* [Passage given]:

Using pandas 18.1...
I'm trying to iterate through a folder of CSVs to read each CSV and send it to an Oracle database table. There is a non-ascii character lurking in one of my many CSVs (more like reveling in my anguish). I keep getting this error:
UnicodeEncodeError: 'ascii' codec can't encode character '\xab' in position 8:
ordinal not in range(128)
Here's the code:
import pandas as pd
import pandas.io.sql as psql
from sqlalchemy import create_engine
import cx_Oracle as cx
engine = create_engine('oracle+cx_oracle://schema:'+pwd+'@server:port/service_name'
,encoding='latin1')
name='table'
path=r'path_to_folder'
filelist = os.listdir(path)
for file in filelist:
df = pd.read_csv(pathc+'\\'+file,encoding='latin1',index_col=0)
df=df.astype('unicode')
df['date'] = pd.to_datetime(df['date'])
df['date'] = pd.to_datetime(df['Contract_EffDt'],format='%YYYY-%mm-%dd')
df.to_sql(name, engine, if_exists = 'append')
I've tried the following:
- encoding=utf-8 (in the engine, if I do that in read_csv, it throws an error)
- Adding ?encoding=utf8 after "service_name" in the engine
- Using df=df.astype('unicode') (and not)
What I want to do: Replace the unreadable character with something else and, most importantly, proceed with sending data to Oracle.
Note:
The data file I'm using are from the cms.gov site. Here's a zip file with an example. I'm using the "contracts_info" file.
Thanks in advance!

* [Stated goal 1]: Reproduce the pandas-to-Oracle post word for word, starting at the words "What I want" and stopping after "Thanks in advance!".
The entries that follow have no connection to the pandas-to-Oracle post.

* [Stored records]:
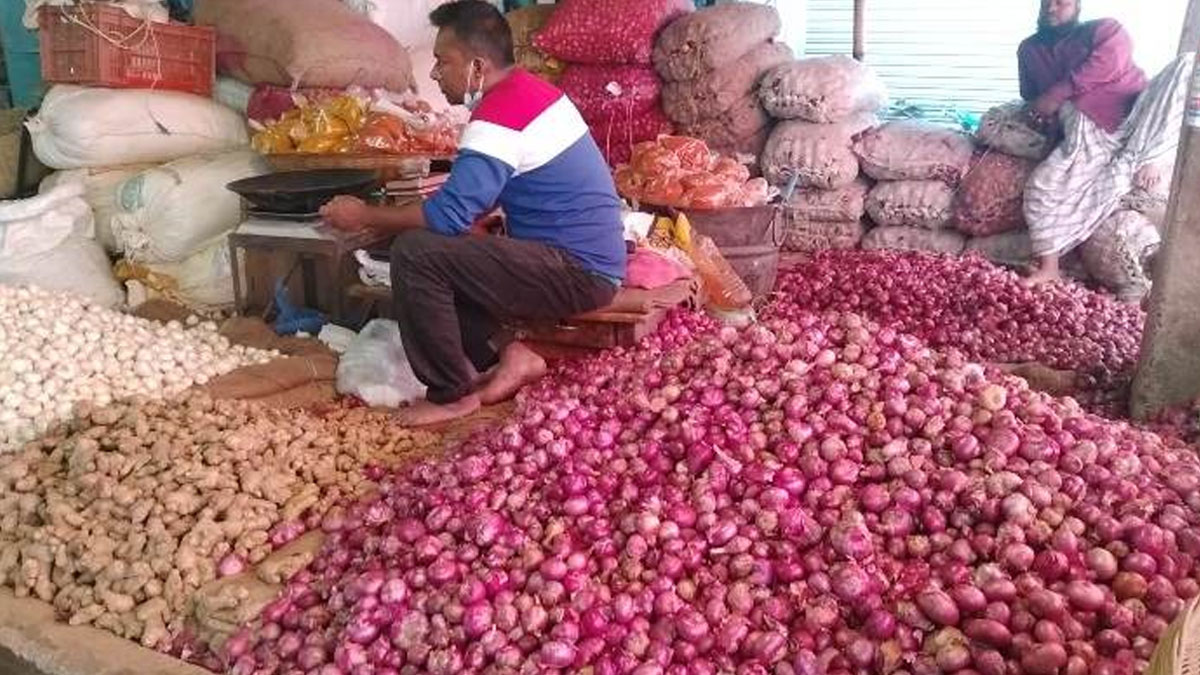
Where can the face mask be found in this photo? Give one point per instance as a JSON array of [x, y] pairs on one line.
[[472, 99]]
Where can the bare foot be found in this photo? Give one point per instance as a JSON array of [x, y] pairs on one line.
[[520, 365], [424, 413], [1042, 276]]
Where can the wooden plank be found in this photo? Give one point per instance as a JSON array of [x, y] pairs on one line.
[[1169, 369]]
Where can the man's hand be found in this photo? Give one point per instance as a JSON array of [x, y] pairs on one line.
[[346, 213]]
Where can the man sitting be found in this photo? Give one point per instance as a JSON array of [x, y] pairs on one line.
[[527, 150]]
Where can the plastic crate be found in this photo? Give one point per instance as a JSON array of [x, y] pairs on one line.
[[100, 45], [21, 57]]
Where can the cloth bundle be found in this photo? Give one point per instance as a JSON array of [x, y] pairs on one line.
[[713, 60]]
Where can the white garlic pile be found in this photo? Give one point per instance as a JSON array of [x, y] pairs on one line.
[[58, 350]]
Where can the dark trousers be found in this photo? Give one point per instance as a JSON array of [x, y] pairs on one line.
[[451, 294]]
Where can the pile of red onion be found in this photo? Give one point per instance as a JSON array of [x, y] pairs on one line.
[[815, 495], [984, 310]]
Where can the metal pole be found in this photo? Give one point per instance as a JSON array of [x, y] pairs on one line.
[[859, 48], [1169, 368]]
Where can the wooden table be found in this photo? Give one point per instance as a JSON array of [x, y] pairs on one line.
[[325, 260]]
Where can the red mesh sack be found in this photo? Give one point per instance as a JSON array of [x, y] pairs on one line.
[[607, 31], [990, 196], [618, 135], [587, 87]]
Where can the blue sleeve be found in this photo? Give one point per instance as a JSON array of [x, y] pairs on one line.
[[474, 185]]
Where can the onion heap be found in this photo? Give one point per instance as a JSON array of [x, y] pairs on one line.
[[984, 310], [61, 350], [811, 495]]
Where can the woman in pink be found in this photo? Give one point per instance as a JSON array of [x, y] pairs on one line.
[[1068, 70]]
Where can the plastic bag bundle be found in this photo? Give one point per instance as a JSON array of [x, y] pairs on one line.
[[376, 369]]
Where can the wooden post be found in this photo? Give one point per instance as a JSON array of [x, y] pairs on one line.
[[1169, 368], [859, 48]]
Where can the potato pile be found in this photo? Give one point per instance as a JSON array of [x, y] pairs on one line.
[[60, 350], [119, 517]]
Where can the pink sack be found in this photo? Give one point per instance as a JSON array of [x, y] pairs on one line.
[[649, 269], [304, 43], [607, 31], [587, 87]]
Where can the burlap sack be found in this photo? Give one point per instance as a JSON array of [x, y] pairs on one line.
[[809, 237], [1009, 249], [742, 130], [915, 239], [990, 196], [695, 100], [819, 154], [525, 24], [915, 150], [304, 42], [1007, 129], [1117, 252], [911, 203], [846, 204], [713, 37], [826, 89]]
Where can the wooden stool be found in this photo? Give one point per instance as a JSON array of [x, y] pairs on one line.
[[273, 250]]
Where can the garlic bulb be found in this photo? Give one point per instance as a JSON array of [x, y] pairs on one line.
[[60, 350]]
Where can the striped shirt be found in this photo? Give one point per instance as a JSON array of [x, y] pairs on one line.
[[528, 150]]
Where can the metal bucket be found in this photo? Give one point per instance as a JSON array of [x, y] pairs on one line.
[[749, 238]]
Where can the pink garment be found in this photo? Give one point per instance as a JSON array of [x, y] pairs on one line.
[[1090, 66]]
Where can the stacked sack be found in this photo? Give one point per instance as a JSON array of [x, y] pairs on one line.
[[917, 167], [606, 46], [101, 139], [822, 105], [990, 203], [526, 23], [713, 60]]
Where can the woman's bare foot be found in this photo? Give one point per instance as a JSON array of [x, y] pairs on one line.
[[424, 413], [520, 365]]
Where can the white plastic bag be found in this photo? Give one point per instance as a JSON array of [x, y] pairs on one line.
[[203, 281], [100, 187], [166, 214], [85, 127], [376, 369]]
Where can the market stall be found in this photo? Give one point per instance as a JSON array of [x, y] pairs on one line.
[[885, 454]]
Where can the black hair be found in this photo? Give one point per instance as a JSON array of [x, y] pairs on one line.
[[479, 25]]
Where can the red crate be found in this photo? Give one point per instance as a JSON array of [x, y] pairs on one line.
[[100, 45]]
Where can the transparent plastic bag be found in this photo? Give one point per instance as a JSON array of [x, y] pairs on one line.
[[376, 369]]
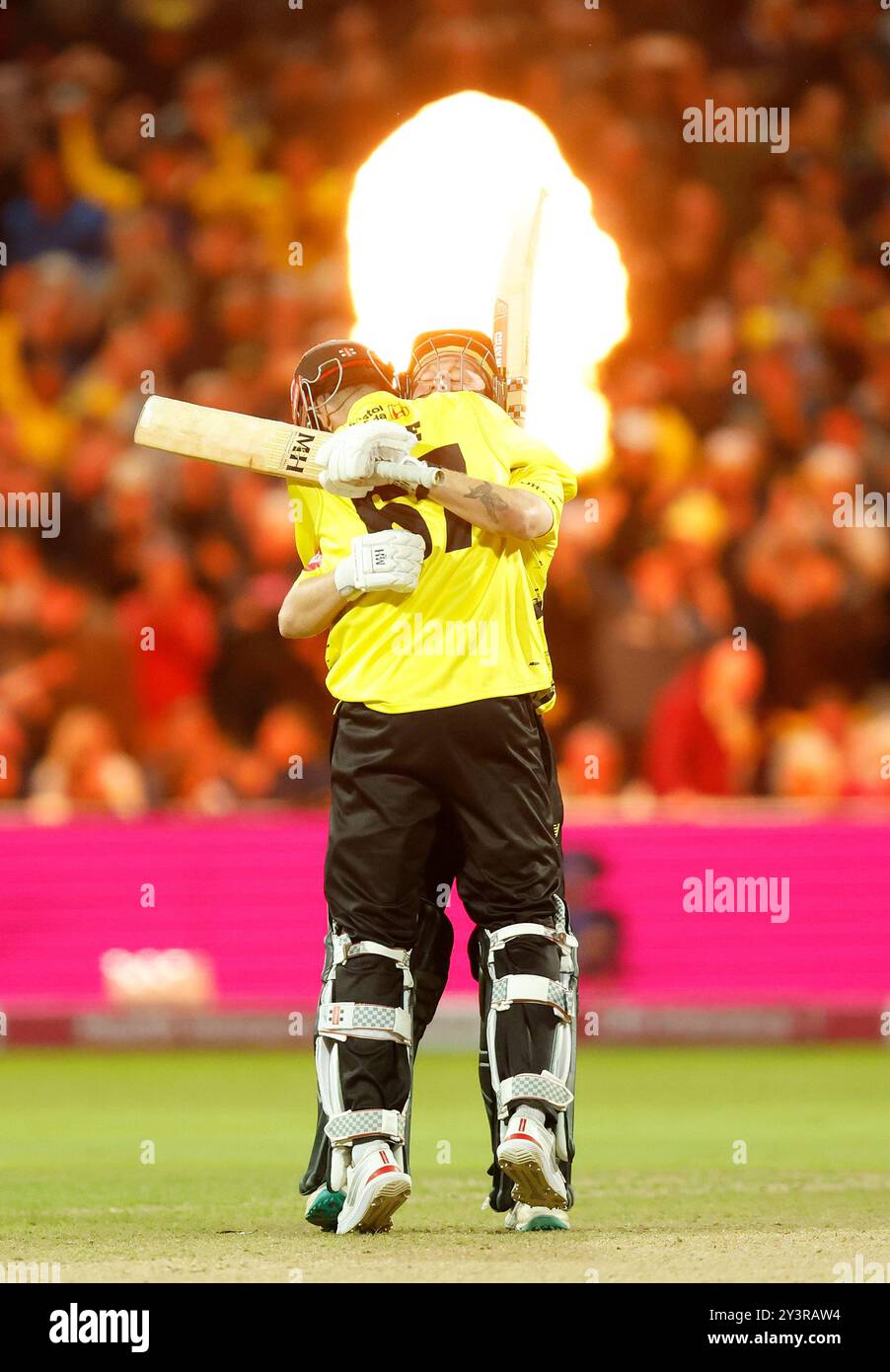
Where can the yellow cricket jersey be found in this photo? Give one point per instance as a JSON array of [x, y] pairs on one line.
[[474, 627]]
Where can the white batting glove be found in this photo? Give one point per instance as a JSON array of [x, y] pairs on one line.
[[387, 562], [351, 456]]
--
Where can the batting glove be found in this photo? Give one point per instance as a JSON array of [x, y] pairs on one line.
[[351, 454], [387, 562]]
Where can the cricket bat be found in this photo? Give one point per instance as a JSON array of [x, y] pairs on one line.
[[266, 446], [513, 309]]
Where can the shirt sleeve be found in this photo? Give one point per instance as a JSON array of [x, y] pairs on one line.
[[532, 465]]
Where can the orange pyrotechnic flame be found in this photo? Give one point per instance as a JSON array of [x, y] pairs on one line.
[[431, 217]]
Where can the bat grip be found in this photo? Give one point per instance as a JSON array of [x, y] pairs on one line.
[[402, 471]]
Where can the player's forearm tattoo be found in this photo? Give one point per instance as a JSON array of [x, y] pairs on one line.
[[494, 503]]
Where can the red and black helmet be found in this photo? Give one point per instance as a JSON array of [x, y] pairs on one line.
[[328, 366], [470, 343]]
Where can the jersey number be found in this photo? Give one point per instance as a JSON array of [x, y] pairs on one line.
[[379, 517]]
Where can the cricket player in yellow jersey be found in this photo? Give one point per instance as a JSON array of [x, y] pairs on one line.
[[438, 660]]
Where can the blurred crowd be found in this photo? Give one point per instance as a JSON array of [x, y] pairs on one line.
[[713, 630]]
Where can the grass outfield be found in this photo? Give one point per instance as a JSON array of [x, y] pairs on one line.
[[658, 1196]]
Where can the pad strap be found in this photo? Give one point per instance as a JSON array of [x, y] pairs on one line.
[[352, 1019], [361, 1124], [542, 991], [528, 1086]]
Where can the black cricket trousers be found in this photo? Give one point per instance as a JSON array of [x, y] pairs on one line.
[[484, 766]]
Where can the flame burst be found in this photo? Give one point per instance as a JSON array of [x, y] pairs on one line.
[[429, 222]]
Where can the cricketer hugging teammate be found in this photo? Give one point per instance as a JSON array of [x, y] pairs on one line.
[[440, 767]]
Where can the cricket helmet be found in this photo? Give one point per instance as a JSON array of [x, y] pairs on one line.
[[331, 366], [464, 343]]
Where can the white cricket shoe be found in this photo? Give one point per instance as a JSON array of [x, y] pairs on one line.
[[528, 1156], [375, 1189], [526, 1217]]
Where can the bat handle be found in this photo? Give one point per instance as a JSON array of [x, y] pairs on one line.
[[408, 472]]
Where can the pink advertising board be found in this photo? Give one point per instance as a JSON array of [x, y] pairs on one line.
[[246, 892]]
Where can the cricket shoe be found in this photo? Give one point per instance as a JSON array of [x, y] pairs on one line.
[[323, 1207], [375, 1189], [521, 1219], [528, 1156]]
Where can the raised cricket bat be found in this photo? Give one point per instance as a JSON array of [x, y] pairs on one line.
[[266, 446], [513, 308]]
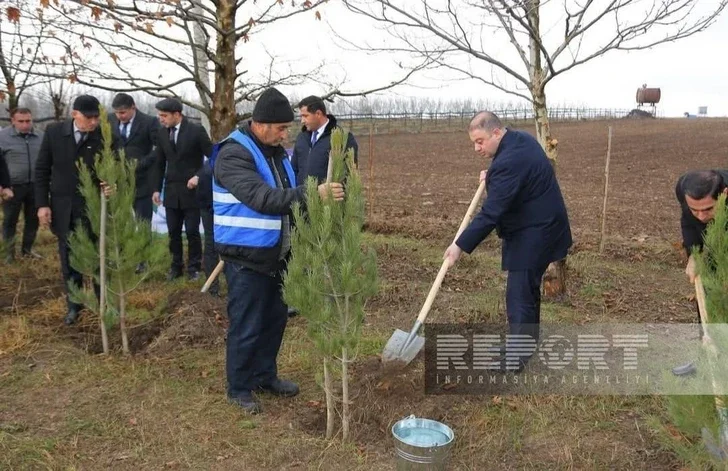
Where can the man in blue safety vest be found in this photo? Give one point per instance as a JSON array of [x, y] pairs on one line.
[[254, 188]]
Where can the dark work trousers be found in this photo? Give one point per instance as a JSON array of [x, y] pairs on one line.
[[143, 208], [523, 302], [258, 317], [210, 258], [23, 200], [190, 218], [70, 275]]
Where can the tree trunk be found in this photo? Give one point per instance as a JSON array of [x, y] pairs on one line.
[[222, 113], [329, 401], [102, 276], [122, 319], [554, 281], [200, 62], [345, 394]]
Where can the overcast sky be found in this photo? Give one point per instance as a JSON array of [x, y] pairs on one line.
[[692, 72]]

* [Stated goal 2]: Rewrite every line of the entries from the line containing "Where can the face" through the line containing "[[1068, 70]]", and add 131 to each coordinate in the answers.

* [Expected output 1]:
What I want to do: Replace the unreadable character with something else and, most importantly, proceed with sending data to Oracle.
Note:
The data file I'm using are from the cms.gov site. Here's a zip file with an example. I'm using the "contracts_info" file.
Thanks in advance!

* [Expected output 2]:
Where can the face mask be found in this photo? Give one point per instance as a JSON array of [x, y] pairs on one line.
[[603, 230]]
Where can the bare foot be found in this photo? Give one point per instance as a JSON array of [x, y] pairs on one line.
[[651, 496], [555, 544], [1173, 407]]
Where can the wooden plank be found in this photo? Give one point per instance as a JSON array of [x, y] pairs on one line.
[[1300, 500]]
Where can the man's hand be found in this photo? Give one point per instance as a JSON array of [x, y] pairs on one line.
[[477, 344]]
Where can the man sitting be found in this photo? Give one point per instance as a JSON array of [x, y] pairs on one line.
[[658, 281]]
Where can the plastic crate be found in this photo? Give one point per instance as a JSON array of [x, y] pairs on one line.
[[231, 176], [152, 188]]
Where can the cloth bundle be found in this photo? Give one point per instance as a JSON array of [x, y] pairs on one line.
[[844, 191]]
Where can the white garlic pile be found in this photo? Give one point per instance as a JSON array of [x, y] pairs on one line.
[[189, 481]]
Where can the dark trousers be found in this photo? Give one point per instance as a JSON array of [x, y] pairs on one line.
[[582, 425]]
Where can the pile of red onion be found in this photo? Give one point per instance as a JSON array of [x, y] pairs on one line.
[[946, 626], [1115, 441]]
Where can the metal pole be found in this photo? Give one point per instance as a JSON array of [x, y] pairs on one line.
[[990, 179], [1300, 499]]
Where can the wooden table be found in this photo? Give one point per instance as a JSON array of [x, y] pairs on one line.
[[456, 391]]
Where can the red mesh sack be found in this photo? Give one point per instance as a JSON array of [x, y] pairs on one line.
[[738, 162], [1121, 327], [749, 266], [718, 218]]
Where can the blue sleeve be found in this photo? Give one point per instance as a JSON array of [x, y] pairs on one line.
[[605, 316]]
Where can the onion heap be found in this photo? Give one point per instance as a JSON array of [x, y] pairs on one line.
[[1115, 441], [192, 481], [942, 626]]
Where can the woman in pink be found in this photo? Give one point per instance as a JSON array of [x, y] pairs on one line.
[[1199, 201]]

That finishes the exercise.